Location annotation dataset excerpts
──────
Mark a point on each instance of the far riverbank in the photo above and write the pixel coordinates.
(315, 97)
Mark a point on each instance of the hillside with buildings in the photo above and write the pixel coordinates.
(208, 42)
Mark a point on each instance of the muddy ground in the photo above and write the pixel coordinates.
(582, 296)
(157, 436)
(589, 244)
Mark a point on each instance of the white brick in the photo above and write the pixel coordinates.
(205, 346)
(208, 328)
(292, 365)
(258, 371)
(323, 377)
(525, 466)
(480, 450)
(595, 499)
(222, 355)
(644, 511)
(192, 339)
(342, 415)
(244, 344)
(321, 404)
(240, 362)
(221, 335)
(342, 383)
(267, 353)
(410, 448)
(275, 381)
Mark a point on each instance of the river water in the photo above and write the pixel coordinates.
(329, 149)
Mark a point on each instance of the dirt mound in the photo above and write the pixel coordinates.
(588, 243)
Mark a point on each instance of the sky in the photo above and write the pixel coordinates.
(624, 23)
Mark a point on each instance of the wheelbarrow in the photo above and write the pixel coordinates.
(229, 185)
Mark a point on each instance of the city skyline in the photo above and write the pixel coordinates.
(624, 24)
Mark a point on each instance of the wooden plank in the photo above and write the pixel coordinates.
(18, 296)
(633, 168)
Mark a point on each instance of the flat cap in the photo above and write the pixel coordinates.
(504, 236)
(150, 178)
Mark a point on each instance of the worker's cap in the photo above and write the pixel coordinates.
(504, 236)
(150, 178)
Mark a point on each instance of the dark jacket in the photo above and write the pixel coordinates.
──────
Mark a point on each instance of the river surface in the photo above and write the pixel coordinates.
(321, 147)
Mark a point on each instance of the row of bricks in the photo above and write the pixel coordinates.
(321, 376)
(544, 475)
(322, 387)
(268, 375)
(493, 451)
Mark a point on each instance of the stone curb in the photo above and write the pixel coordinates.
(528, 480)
──────
## GOAL
Update the material between the lines holding "Mark a point on each instance of the wheelbarrow" and "Mark a point on each instance of the dark", inclusive, by replacing "wooden plank" with "timber board" and leaving everything else unchanged. Give back only those lines.

## CORRECT OUTPUT
Mark a point on each instance of the wheelbarrow in the photo above and write the pixel coordinates.
(229, 185)
Mark a point on each instance of the city skyline in the photo above and write the pixel coordinates.
(624, 24)
Mark a point on each instance of the timber board in the photo above and write the pixel coordinates.
(18, 296)
(633, 168)
Mark a point on each instance of the flat cap in the photo above and write the pixel coordinates.
(504, 236)
(150, 178)
Mark a point on each instance of the worker's cap in the photo above and write the pixel coordinates.
(504, 236)
(150, 178)
Mark a point on each instance of the dark jacket in the photo above and write the pixel coordinates.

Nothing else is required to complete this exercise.